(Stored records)
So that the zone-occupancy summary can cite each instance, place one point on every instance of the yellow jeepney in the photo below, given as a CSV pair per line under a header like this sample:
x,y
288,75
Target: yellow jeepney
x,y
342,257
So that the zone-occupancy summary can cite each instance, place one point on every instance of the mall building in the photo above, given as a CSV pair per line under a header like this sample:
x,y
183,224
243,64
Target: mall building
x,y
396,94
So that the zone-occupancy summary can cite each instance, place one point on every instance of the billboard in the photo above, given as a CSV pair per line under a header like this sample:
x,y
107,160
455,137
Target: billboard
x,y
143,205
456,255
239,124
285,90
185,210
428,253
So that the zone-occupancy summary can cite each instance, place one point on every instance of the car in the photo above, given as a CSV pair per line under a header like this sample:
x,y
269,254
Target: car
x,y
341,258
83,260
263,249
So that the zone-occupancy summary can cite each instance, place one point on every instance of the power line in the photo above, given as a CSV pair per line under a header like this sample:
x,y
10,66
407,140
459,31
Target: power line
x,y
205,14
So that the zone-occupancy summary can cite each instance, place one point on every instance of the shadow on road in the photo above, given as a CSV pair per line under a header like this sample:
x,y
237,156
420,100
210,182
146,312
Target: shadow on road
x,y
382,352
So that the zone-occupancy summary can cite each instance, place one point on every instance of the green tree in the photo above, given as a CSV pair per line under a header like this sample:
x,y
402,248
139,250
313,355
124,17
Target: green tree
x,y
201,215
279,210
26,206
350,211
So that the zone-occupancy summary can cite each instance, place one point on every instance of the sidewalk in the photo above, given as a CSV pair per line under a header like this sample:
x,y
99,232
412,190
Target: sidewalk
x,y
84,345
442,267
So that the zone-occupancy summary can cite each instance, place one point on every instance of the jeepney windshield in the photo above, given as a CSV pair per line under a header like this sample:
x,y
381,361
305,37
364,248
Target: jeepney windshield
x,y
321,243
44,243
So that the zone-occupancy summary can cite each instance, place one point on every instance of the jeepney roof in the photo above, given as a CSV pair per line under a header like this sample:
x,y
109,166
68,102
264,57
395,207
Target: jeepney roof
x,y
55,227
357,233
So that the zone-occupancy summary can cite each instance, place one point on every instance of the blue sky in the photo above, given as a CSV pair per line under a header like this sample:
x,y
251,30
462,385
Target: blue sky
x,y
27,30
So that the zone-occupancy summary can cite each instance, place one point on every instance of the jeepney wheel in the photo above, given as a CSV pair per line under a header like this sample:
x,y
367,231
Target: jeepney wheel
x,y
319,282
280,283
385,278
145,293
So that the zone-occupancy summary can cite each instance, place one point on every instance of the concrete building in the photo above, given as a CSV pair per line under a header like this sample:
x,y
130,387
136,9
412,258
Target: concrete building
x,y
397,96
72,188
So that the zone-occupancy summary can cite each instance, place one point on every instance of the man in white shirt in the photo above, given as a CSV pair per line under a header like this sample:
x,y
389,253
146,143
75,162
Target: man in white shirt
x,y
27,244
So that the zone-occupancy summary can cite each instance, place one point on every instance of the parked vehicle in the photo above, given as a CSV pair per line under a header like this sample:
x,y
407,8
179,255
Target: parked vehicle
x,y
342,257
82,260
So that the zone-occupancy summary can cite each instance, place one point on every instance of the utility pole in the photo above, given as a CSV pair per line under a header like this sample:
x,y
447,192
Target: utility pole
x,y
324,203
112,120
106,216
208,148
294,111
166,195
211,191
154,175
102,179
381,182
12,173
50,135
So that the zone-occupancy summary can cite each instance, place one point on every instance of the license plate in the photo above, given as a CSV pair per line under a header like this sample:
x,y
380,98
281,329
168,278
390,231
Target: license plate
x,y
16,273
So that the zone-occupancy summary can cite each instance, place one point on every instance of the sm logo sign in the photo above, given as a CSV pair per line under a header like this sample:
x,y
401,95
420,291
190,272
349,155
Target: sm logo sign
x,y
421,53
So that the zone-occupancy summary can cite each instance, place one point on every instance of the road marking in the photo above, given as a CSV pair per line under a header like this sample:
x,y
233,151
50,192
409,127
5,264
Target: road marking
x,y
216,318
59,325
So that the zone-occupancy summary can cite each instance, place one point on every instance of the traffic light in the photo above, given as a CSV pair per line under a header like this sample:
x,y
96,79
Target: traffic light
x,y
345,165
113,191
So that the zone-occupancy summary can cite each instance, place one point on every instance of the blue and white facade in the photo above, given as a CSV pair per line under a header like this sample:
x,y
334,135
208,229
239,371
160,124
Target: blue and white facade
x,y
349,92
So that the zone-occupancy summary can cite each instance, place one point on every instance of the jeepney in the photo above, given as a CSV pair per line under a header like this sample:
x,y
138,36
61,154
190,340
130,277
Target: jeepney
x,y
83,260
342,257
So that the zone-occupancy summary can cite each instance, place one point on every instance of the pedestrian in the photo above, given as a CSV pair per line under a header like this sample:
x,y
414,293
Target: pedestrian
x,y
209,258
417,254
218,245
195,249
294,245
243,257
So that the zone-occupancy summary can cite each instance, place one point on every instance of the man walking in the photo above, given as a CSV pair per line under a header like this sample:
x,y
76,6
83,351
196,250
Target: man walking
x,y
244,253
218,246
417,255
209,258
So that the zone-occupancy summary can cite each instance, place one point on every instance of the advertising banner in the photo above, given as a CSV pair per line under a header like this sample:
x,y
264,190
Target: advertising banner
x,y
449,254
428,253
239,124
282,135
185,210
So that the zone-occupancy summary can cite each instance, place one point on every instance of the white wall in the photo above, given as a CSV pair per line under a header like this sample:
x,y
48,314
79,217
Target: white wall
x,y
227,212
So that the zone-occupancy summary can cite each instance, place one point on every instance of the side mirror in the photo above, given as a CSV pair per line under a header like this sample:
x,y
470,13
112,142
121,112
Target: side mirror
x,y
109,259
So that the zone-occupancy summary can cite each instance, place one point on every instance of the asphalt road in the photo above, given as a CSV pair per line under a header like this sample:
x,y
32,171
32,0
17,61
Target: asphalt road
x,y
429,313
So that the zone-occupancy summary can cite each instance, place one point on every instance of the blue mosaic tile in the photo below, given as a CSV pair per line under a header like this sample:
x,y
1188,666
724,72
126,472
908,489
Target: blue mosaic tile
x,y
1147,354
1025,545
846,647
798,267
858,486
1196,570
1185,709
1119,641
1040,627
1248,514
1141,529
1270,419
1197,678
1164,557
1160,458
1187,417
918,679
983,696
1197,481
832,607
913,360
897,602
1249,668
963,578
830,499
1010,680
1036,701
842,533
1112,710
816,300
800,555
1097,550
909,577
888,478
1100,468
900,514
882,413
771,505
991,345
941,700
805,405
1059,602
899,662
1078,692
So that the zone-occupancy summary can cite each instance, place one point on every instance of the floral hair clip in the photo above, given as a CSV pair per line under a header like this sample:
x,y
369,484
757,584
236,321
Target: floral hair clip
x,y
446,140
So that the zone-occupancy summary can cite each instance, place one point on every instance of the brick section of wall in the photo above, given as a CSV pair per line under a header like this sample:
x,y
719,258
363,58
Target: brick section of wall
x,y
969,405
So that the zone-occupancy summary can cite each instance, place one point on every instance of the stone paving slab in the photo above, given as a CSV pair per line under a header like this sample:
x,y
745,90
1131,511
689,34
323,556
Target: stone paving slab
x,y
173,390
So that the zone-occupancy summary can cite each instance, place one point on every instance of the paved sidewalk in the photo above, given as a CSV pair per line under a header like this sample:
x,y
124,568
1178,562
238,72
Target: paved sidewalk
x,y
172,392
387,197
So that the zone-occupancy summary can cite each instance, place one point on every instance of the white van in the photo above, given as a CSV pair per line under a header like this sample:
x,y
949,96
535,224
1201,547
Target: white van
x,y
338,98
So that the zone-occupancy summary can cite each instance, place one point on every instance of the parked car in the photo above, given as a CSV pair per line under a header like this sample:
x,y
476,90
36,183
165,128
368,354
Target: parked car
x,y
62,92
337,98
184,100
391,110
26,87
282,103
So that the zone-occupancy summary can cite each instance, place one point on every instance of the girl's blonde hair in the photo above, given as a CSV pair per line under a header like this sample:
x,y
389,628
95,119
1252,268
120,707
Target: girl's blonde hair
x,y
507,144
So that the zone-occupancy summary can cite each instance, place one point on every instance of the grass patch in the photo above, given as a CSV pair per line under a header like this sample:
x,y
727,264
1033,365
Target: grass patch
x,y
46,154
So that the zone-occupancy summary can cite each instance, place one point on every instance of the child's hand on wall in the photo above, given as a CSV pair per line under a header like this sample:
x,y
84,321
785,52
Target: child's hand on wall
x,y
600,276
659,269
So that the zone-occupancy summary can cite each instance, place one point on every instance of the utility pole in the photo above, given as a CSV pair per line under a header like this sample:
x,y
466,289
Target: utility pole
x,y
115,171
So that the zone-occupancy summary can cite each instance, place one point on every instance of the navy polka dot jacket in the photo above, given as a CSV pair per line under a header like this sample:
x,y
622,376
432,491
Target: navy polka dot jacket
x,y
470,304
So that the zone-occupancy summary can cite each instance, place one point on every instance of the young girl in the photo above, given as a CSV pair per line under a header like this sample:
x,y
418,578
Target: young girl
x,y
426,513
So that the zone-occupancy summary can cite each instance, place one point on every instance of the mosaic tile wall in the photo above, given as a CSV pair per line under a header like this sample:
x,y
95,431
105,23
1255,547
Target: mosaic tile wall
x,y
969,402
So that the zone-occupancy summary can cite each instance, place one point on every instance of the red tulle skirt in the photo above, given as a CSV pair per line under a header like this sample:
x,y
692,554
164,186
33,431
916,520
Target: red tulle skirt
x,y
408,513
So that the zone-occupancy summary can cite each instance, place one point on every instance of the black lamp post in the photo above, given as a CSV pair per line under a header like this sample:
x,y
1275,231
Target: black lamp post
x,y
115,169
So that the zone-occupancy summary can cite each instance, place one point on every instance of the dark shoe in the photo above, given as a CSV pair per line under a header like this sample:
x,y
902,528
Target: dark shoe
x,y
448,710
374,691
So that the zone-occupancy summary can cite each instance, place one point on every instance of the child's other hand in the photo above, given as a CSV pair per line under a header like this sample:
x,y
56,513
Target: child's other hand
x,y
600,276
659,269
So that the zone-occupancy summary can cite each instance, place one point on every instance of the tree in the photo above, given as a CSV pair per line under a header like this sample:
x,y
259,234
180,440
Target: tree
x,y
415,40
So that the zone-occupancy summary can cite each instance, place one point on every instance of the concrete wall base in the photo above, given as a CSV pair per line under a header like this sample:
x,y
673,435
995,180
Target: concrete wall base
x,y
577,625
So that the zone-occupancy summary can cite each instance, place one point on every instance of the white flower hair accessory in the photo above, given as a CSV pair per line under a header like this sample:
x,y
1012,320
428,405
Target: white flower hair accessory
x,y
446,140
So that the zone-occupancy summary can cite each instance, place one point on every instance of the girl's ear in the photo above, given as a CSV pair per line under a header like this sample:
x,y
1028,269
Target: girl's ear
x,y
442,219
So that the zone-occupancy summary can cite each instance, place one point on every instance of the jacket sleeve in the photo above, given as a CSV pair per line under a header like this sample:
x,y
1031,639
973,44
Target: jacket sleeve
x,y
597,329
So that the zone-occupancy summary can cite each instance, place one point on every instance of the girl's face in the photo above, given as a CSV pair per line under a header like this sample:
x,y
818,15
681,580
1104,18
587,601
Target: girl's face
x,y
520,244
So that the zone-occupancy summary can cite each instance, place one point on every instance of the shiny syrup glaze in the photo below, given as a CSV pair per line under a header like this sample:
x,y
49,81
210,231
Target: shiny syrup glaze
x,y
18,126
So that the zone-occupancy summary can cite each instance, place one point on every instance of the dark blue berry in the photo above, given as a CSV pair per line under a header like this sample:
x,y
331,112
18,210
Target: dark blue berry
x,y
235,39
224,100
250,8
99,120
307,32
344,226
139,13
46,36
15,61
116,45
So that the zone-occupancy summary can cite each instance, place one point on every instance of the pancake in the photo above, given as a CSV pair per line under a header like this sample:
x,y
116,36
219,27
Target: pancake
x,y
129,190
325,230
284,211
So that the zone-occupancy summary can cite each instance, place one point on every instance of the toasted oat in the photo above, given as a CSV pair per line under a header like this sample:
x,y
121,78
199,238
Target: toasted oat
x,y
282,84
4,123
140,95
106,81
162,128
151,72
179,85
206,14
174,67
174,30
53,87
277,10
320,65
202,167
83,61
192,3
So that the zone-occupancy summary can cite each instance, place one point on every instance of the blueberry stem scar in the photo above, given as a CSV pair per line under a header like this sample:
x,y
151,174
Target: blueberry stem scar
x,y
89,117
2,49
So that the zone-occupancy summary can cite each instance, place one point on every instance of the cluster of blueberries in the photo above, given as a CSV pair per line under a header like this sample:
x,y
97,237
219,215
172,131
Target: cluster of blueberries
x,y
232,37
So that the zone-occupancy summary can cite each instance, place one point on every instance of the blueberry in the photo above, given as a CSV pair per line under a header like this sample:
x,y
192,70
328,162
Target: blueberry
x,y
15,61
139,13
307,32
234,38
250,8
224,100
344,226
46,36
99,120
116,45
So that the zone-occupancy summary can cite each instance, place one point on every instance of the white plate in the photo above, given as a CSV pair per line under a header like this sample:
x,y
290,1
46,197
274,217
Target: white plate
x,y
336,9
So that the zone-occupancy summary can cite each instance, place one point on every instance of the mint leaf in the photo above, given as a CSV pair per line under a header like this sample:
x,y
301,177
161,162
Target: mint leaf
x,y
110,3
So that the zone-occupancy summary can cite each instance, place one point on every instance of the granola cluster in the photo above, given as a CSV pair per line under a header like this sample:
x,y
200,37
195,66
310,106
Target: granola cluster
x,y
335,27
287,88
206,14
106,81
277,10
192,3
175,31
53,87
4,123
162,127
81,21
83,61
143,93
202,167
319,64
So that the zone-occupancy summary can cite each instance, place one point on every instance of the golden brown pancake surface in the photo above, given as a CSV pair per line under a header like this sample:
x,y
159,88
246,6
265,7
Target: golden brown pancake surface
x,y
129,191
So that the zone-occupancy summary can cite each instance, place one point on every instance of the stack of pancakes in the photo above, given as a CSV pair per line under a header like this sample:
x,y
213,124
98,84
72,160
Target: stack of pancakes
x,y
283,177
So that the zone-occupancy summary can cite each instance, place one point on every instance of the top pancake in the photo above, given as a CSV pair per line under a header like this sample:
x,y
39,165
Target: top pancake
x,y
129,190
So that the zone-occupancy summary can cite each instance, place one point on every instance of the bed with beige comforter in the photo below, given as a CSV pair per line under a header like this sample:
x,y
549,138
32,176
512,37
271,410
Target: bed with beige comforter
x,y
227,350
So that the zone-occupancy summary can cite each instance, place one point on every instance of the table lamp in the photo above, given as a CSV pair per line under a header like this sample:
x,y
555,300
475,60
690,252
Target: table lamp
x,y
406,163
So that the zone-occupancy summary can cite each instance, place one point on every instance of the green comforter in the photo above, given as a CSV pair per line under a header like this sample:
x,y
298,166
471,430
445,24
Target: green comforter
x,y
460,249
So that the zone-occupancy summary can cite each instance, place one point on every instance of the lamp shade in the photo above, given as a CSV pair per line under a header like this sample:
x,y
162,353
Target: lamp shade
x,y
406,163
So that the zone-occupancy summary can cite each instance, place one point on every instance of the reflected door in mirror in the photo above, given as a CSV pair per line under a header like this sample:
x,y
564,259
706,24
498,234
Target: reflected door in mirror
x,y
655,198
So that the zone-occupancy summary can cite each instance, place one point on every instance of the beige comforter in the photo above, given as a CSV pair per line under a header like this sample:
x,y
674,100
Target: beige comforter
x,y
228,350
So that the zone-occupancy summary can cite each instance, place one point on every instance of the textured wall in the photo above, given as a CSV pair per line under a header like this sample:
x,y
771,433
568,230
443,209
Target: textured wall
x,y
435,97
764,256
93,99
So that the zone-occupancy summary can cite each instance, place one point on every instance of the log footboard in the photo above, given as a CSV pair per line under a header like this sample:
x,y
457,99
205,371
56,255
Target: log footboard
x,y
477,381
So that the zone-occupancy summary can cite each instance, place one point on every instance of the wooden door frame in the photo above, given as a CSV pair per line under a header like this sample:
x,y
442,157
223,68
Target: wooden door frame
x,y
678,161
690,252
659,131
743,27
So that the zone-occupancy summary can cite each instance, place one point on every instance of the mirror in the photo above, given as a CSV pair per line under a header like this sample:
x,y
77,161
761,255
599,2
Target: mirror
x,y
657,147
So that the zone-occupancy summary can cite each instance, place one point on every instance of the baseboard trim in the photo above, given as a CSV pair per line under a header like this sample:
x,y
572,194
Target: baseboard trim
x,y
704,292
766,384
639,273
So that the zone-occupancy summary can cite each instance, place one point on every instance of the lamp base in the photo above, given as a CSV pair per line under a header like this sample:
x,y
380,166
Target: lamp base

(Directions) Scan the entries above for the string "below" and copy each line containing it.

(Task answer)
So that the zone-occupancy summary can cite each instance, place one point on every instance of the yellow jeepney in the photo below, given as a CSV pair per line under a header like this sample:
So that the zone-occupancy summary can cite each instance, place one point on every instance of the blue mosaic tile in the photo below, given as a CSV pair per line under a header like this sample:
So that the zone-occupancy summary can cite each instance, place one point on every instance of the shiny syrup glaze in the photo below, given as a CSV pair per line under a header like this sample:
So that the zone-occupancy summary can cite each instance, place one point on every instance of the bed with beige comforter in the photo below, given as a CSV pair per line under a header like this sample:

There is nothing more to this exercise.